● Document:

On that subject, I am slightly concerned about my passion for tractors which I occasionally look at on the internet with complete innocence. Seemingly that is no longer allowed in the governmental circles in case MPs get sidetracked into obscene pornography, so it won’t be long before it is banned altogether. Who would a thought a Class Dominator was anything other than a combine harvester? Preposterous! Oh well, if I stop liking tractors, does that make me an Extractor Fan? Groan!

I mentioned last month that we now have a ride-on lawnmower. Well, in a bid to squeeze into a father-of-the-groom wedding suit later this month, I have made a massive effort to lose some weight by cutting out the wine and cheese which, up until this weekend, has been working fine. A couple of games of golf per week is contributing to the exercise but I do miss walking behind the mower for hours at a time to get my steps in. But here’s the interesting thing, my Fitbit watch has been fooled into thinking that sitting on the mowing machine constitutes exercise. Result! I kid you not, after I finish an hour’s worth of laziness in the seat I get rewarded with the information that I have just walked to Bordeaux and back. Who makes these things?

Anyone who has been here to Chauffour will tell you that we have a great view from our back terrace of a dilapidated ancient barn and windmill on the near horizon. Well, we did do until a few months ago when someone came along and knocked the barn down. For the next weeks our peace was shattered by heavy machinery digging and moving earth, then followed by a constant trail of concrete lorries. Lord knows what they are building up there but by the size of it methinks a large family will be moving in by the end of the summer to overlook the privacy of our swimming pool. Maybe they will fill the spare rooms with Ukrainian refugees. Ha, we could all have a sing-along to Go-SHUM!

● Record extracts:

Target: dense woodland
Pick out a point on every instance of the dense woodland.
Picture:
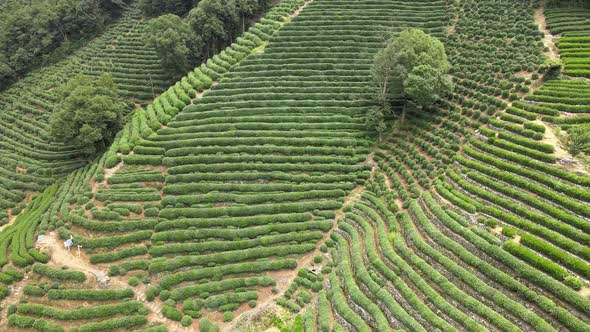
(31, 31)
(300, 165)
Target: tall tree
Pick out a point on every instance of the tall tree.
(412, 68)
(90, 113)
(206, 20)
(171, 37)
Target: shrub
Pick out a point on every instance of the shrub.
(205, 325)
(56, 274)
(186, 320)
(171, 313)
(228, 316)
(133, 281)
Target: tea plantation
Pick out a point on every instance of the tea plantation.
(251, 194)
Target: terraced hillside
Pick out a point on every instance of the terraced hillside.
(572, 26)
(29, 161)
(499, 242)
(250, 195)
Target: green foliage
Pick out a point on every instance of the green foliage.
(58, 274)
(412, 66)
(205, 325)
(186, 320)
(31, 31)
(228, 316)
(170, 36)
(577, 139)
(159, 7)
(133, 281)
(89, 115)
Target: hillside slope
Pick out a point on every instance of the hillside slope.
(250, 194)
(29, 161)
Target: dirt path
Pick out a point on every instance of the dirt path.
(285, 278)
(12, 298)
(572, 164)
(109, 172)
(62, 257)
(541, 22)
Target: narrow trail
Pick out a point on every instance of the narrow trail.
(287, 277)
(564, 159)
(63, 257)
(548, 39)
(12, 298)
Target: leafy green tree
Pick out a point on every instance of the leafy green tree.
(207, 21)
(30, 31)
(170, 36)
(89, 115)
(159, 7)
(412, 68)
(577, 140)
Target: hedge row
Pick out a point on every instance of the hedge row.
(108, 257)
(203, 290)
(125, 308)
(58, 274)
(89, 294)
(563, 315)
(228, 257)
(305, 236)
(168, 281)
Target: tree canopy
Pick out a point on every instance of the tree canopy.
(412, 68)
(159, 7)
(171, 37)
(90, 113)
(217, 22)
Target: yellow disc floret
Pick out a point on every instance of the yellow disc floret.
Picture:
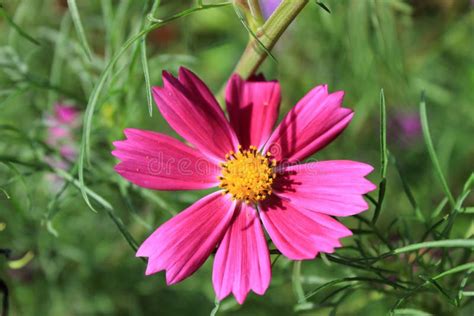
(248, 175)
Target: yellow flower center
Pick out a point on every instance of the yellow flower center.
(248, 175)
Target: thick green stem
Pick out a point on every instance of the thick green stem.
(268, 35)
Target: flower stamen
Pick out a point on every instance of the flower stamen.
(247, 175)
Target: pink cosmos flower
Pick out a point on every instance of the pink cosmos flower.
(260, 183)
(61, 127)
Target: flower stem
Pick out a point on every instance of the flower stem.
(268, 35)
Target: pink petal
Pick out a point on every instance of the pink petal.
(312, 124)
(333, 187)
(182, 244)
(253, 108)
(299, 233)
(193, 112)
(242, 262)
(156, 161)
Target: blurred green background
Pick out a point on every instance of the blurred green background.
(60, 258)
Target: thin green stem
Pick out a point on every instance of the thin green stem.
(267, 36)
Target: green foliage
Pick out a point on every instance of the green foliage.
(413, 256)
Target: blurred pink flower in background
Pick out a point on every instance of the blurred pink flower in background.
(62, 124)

--

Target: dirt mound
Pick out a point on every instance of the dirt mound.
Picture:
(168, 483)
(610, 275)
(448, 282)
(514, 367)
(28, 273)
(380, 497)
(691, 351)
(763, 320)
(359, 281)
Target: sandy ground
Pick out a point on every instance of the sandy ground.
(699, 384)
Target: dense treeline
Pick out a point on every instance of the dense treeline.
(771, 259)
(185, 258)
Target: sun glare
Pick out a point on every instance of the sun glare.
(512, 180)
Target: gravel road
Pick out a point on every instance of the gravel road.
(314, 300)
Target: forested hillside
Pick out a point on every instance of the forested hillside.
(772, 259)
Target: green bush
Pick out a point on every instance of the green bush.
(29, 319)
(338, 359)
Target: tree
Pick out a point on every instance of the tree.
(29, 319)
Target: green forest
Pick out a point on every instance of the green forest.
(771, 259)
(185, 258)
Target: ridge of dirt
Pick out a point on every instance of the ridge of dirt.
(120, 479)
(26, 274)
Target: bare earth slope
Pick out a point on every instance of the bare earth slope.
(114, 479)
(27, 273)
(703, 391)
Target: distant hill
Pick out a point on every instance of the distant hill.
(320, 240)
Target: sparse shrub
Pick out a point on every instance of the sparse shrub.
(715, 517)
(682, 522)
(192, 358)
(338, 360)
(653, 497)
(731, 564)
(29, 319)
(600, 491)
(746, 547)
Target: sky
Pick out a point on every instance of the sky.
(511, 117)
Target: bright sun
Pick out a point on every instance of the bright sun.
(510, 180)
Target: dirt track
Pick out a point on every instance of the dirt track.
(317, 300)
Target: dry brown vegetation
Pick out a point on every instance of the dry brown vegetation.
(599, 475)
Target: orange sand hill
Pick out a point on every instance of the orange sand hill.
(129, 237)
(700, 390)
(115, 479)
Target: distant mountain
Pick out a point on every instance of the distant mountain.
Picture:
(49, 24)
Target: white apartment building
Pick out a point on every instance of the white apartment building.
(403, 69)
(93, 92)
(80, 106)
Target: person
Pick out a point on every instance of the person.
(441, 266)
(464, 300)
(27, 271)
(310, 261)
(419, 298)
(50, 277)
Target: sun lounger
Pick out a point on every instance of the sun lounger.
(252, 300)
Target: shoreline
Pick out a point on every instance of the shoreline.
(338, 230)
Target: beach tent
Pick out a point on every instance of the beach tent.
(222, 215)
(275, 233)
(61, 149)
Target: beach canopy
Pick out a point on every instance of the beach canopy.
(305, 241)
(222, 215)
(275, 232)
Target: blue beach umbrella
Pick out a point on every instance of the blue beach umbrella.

...

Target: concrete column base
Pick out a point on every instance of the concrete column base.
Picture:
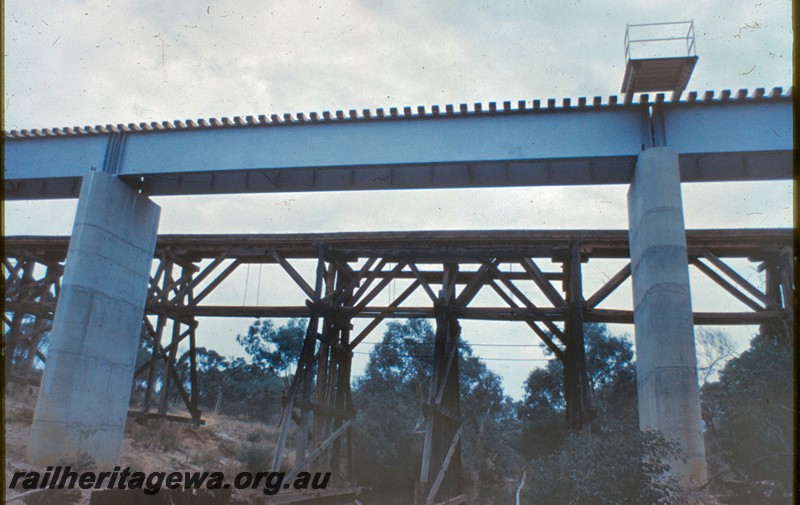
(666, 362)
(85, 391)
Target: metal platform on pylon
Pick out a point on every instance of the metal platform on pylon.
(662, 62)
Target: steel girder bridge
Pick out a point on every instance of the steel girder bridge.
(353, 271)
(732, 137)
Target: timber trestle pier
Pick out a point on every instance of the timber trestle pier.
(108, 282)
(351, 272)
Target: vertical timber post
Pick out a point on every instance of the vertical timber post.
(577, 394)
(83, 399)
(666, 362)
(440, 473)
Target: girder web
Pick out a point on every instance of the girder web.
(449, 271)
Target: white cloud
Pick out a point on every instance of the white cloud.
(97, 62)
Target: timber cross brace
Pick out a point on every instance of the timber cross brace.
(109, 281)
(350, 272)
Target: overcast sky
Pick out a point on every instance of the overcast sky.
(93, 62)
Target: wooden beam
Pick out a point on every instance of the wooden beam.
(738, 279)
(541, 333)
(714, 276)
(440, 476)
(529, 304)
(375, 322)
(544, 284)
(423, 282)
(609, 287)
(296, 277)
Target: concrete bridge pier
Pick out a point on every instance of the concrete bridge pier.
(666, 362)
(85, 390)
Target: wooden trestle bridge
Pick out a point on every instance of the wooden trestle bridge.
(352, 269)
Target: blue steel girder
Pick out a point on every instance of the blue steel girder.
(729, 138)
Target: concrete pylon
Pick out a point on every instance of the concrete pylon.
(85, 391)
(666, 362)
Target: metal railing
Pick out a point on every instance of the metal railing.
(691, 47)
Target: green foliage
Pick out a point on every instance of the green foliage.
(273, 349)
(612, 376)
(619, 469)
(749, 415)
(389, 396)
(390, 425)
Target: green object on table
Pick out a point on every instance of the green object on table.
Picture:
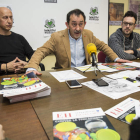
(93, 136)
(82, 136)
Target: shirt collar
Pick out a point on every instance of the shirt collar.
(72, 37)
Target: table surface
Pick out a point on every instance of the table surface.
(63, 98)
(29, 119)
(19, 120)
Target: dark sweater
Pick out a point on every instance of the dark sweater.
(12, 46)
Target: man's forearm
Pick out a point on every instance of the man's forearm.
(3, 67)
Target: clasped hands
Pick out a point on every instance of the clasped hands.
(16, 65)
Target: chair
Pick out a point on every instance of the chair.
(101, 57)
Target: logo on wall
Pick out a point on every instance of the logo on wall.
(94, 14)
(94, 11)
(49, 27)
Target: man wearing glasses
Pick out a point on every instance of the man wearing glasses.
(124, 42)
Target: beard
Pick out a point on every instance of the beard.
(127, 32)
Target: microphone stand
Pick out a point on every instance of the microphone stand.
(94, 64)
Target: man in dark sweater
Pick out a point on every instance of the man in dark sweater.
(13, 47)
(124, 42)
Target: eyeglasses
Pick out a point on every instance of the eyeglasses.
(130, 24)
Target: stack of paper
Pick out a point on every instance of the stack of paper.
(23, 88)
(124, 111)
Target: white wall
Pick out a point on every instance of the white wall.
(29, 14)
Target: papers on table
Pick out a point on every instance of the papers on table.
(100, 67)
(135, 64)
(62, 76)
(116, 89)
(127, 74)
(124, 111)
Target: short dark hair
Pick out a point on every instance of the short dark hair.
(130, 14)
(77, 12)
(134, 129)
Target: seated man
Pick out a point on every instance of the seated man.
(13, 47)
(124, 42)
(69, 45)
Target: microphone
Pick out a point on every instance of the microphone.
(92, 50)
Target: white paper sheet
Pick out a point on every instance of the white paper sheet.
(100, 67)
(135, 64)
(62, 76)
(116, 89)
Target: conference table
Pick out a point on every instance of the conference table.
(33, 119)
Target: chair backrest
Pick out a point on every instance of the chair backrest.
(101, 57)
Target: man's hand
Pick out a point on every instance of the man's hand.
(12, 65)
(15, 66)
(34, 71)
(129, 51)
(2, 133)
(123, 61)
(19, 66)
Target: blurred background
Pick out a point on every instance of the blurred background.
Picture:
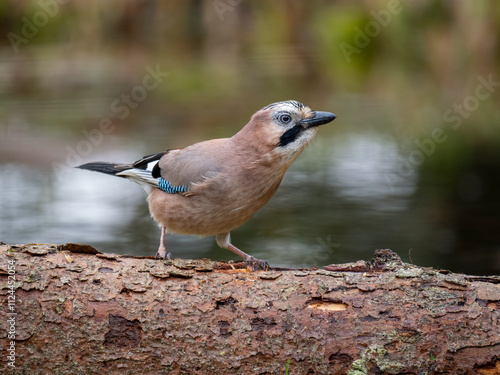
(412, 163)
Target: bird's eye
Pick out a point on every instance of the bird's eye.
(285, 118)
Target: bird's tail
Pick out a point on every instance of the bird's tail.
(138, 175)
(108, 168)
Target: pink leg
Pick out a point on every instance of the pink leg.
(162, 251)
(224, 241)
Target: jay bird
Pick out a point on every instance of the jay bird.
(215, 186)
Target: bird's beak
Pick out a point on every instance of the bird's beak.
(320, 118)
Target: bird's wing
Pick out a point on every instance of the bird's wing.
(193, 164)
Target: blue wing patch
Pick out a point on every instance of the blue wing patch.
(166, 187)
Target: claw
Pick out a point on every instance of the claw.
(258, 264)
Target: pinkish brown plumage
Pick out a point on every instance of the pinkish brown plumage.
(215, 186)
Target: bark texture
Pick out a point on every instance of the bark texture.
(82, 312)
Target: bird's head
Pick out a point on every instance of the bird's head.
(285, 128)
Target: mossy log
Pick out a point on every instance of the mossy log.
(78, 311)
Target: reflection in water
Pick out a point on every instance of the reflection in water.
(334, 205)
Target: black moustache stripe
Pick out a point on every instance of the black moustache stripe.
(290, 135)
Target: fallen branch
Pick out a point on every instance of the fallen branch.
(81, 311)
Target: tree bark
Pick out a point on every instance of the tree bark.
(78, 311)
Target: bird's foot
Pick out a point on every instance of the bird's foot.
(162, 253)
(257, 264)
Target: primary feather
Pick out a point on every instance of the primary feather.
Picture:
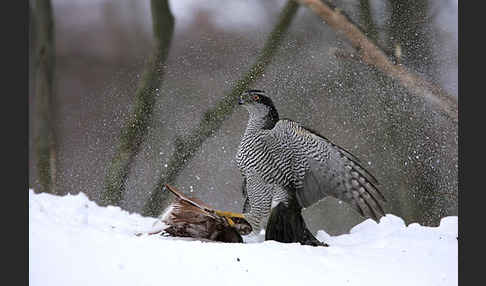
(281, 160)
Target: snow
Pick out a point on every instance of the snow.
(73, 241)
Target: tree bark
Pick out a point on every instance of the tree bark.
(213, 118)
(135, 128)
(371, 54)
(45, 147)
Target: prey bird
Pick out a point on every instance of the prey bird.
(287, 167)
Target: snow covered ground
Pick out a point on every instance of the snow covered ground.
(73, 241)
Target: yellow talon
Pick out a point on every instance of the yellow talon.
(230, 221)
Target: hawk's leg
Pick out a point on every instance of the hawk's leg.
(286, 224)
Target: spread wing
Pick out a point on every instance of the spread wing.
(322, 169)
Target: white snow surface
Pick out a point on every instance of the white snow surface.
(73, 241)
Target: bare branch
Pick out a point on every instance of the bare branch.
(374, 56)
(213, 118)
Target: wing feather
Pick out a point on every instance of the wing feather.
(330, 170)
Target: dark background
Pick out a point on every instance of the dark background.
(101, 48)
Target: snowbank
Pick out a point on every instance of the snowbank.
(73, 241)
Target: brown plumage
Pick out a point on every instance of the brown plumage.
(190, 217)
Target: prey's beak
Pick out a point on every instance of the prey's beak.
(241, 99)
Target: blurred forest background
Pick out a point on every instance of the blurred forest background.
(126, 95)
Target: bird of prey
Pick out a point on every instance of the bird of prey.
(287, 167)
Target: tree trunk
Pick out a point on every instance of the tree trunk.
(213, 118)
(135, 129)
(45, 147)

● Problem: Repeat the passage from the text above, starting at the words "On that subject, I" and stopping after the words "Extractor Fan? Groan!".

● Output:
On that subject, I am slightly concerned about my passion for tractors which I occasionally look at on the internet with complete innocence. Seemingly that is no longer allowed in the governmental circles in case MPs get sidetracked into obscene pornography, so it won’t be long before it is banned altogether. Who would a thought a Class Dominator was anything other than a combine harvester? Preposterous! Oh well, if I stop liking tractors, does that make me an Extractor Fan? Groan!